-- Given request --
Update every one of the records below by replacing "a single point per instance" with "one point for each instance" and leaving all other text unchanged.

-- Supplied material --
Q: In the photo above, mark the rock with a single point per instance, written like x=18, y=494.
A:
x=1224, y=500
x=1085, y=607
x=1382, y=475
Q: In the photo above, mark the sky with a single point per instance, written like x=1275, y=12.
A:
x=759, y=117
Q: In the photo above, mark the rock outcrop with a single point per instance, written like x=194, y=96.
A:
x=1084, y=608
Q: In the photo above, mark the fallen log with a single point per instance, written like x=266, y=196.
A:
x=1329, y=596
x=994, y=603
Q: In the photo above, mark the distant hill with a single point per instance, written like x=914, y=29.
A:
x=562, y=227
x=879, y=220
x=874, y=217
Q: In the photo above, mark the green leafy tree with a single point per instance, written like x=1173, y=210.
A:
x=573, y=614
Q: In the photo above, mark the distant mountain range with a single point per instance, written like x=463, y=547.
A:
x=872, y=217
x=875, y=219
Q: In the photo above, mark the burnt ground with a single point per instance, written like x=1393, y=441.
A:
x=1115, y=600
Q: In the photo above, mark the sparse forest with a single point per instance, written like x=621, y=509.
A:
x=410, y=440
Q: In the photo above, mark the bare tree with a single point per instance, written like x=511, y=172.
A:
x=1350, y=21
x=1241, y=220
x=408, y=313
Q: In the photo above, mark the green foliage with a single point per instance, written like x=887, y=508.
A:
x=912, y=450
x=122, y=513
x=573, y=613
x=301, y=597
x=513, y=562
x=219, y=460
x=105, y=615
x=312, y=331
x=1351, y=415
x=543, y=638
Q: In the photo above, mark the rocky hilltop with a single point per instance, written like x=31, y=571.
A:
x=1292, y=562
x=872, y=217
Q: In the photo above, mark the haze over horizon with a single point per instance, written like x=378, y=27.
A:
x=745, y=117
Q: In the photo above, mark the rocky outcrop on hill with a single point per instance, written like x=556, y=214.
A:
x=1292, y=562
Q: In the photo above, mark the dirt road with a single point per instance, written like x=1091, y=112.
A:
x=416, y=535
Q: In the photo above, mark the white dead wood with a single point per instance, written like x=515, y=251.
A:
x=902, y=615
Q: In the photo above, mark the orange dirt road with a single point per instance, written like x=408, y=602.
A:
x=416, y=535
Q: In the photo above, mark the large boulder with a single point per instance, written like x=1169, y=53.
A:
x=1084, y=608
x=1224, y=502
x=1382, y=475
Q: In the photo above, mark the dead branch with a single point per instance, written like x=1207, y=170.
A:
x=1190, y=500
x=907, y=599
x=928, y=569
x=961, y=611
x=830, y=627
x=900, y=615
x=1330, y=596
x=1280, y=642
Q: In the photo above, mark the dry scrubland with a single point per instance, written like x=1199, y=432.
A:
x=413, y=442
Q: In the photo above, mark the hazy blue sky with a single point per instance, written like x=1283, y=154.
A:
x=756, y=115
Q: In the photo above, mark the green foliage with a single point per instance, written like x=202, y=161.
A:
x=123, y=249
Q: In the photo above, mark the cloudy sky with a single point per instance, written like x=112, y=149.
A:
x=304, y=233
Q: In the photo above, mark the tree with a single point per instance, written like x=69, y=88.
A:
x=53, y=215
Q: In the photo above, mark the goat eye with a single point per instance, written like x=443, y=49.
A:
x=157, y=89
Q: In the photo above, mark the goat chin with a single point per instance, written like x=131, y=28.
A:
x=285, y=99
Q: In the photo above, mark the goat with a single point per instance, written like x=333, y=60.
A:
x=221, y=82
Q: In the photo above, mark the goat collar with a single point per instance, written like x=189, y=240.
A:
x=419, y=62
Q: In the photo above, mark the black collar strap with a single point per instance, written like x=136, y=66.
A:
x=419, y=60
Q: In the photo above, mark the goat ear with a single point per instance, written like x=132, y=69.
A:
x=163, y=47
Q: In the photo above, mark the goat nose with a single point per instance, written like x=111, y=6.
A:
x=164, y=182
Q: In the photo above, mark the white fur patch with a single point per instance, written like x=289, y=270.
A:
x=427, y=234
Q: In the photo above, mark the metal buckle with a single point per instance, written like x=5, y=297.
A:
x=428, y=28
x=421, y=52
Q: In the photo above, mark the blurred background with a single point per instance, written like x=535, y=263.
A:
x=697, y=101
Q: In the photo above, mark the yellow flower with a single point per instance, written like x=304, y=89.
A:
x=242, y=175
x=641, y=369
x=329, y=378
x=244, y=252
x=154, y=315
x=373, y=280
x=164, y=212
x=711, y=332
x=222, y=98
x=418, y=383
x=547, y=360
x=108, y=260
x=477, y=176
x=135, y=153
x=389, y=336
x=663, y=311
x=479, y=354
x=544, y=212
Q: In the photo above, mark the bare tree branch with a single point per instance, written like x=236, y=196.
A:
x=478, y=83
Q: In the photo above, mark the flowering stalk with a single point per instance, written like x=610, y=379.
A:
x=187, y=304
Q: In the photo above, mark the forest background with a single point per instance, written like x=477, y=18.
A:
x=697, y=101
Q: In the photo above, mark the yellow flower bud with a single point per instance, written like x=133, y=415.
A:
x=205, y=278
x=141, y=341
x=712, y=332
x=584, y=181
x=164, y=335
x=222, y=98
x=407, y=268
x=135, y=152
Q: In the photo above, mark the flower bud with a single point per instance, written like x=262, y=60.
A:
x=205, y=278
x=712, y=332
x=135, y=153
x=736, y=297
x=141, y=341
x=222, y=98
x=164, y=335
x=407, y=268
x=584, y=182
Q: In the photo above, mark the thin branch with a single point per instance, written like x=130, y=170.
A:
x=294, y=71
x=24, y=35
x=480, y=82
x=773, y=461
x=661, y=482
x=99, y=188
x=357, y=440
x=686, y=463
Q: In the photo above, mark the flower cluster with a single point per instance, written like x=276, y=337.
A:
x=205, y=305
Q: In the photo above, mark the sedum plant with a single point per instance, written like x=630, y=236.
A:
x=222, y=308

-- Response below --
Q: In the photo above, mark the rock with one point for each instance, written like x=18, y=494.
A:
x=1224, y=500
x=1085, y=607
x=1382, y=475
Q: In the photo above, mark the sky with one point for each instance, written like x=1275, y=12.
A:
x=759, y=117
Q: In the photo above, mark the rock outcrop with one point for each instance, written like x=194, y=96.
A:
x=1084, y=608
Q: In the photo above, mark the fallen log with one point for each instance, written like x=266, y=196.
A:
x=1329, y=596
x=994, y=603
Q: In the photo above, mark the distant hill with one point for each instance, written like x=914, y=29.
A:
x=562, y=227
x=879, y=220
x=874, y=217
Q: In the photo above, mark the green leafy tree with one point for each instance, written like x=1173, y=210.
A:
x=573, y=614
Q: In the photo above, mark the distant mountain range with one point for each instance, written like x=463, y=547.
A:
x=872, y=217
x=875, y=219
Q: In the photo above, mark the burnt ground with one point for each instance, written like x=1393, y=441.
A:
x=1115, y=600
Q: In the photo above, mark the sparse forest with one point for each instance, written like x=621, y=509.
A:
x=410, y=440
Q: In the photo above, mark the bare tree with one point for each instance, written like x=511, y=172.
A:
x=1350, y=21
x=1241, y=220
x=408, y=313
Q: In the photo above, mark the green foliage with one point for each instance, written like x=887, y=508.
A:
x=912, y=450
x=122, y=513
x=573, y=613
x=301, y=597
x=513, y=562
x=219, y=460
x=105, y=615
x=312, y=331
x=1351, y=415
x=543, y=638
Q: In the photo above, mark the rocky hilltop with one point for each instance, written like x=31, y=571.
A:
x=1292, y=562
x=872, y=217
Q: In the photo above, mark the haze over horizon with one point for each instance, written like x=378, y=27.
A:
x=745, y=117
Q: In the photo above, mark the rocky outcrop on hill with one point for each instance, written like x=556, y=214.
A:
x=1292, y=562
Q: In the photo above, mark the dirt road with one point for each instance, written like x=1091, y=112.
A:
x=416, y=535
Q: In the photo above, mark the white dead wood with one point for each instance, written like x=515, y=251.
A:
x=902, y=615
Q: In the photo above, mark the orange dirt road with one point for each instance, written like x=408, y=602.
A:
x=416, y=535
Q: In the photo above, mark the large boulder with one point for each instance, written like x=1169, y=53.
A:
x=1084, y=608
x=1224, y=502
x=1382, y=475
Q: In the photo above, mark the dead branch with one point for each instance, written like x=1207, y=170.
A:
x=1190, y=500
x=907, y=599
x=928, y=569
x=961, y=611
x=830, y=627
x=900, y=615
x=1330, y=596
x=1280, y=642
Q: In the photo above, mark the dry scrubland with one point for each instance, written like x=1199, y=432.
A:
x=413, y=442
Q: In the photo above, mark the hazy blue sky with one point for each instance, written like x=1283, y=154.
A:
x=756, y=115
Q: In the photo above, mark the green foliage with one point for each instance, written like x=202, y=161.
A:
x=123, y=249
Q: In the photo above, mark the cloudy sky with one point for each instance, written like x=112, y=149.
A:
x=304, y=233
Q: In the photo above, mark the tree with one point for each instance, written like x=69, y=88.
A:
x=53, y=215
Q: In the photo above, mark the goat eye with one point for each instance, written like x=443, y=49.
A:
x=157, y=89
Q: In the photo above, mark the goat chin with one point for each instance, written like x=131, y=28.
A:
x=285, y=99
Q: In the photo above, mark the goat with one point for each instance, written like x=333, y=60.
A:
x=221, y=82
Q: In the photo above, mark the goat collar with one point for each instance, written like x=189, y=240.
A:
x=419, y=62
Q: In the photo above, mark the black collar strap with one point for each instance, written like x=136, y=66.
A:
x=419, y=60
Q: In the photo above, mark the goat ear with one point for each instance, written like x=132, y=69.
A:
x=163, y=47
Q: In the photo above, mark the goat nose with one point for each instance, written like x=111, y=6.
A:
x=164, y=182
Q: In the photo above, mark the white fur patch with one point for each instance, written like x=289, y=270.
A:
x=427, y=234
Q: In the photo above, mark the metal buckle with one point for each instance, written like x=5, y=297.
A:
x=428, y=28
x=421, y=52
Q: In the photo above, mark the blurred background with one point for each instance, written like x=535, y=263.
A:
x=697, y=101
Q: In the photo above, mark the yellow flower with one point for each instance, written like x=304, y=89.
A:
x=242, y=175
x=641, y=369
x=329, y=378
x=244, y=252
x=154, y=315
x=373, y=280
x=164, y=212
x=711, y=332
x=222, y=98
x=418, y=383
x=547, y=360
x=108, y=260
x=477, y=176
x=135, y=153
x=389, y=336
x=663, y=311
x=479, y=354
x=544, y=212
Q: In the photo above, mark the bare tree branch with one point for each instance, written like x=236, y=196.
A:
x=478, y=83
Q: In the photo above, mark the flowering stalk with one point for each instance, written like x=610, y=379.
A:
x=187, y=304
Q: In the photo above, mark the forest background with one point for each instance, written like x=477, y=18.
A:
x=697, y=101
Q: In the photo above, mark the yellow flower bud with one point for each instance, written like x=133, y=415.
A:
x=205, y=278
x=141, y=341
x=712, y=332
x=584, y=181
x=164, y=335
x=222, y=98
x=407, y=268
x=135, y=152
Q: In the photo above, mark the flower bud with one point for each instance, written like x=262, y=60.
A:
x=205, y=278
x=712, y=332
x=135, y=153
x=736, y=297
x=141, y=341
x=222, y=98
x=164, y=335
x=407, y=268
x=584, y=182
Q: In the photo above, mark the thin branch with one point for each instance, written like x=130, y=170.
A:
x=294, y=71
x=24, y=35
x=480, y=82
x=773, y=461
x=661, y=482
x=99, y=188
x=357, y=440
x=686, y=463
Q: In the photo above, mark the flower cluster with one point for each instance, written like x=276, y=337.
A:
x=205, y=305
Q: In the photo above, mark the sedum plant with one point for each instance, written like x=630, y=236.
A:
x=222, y=308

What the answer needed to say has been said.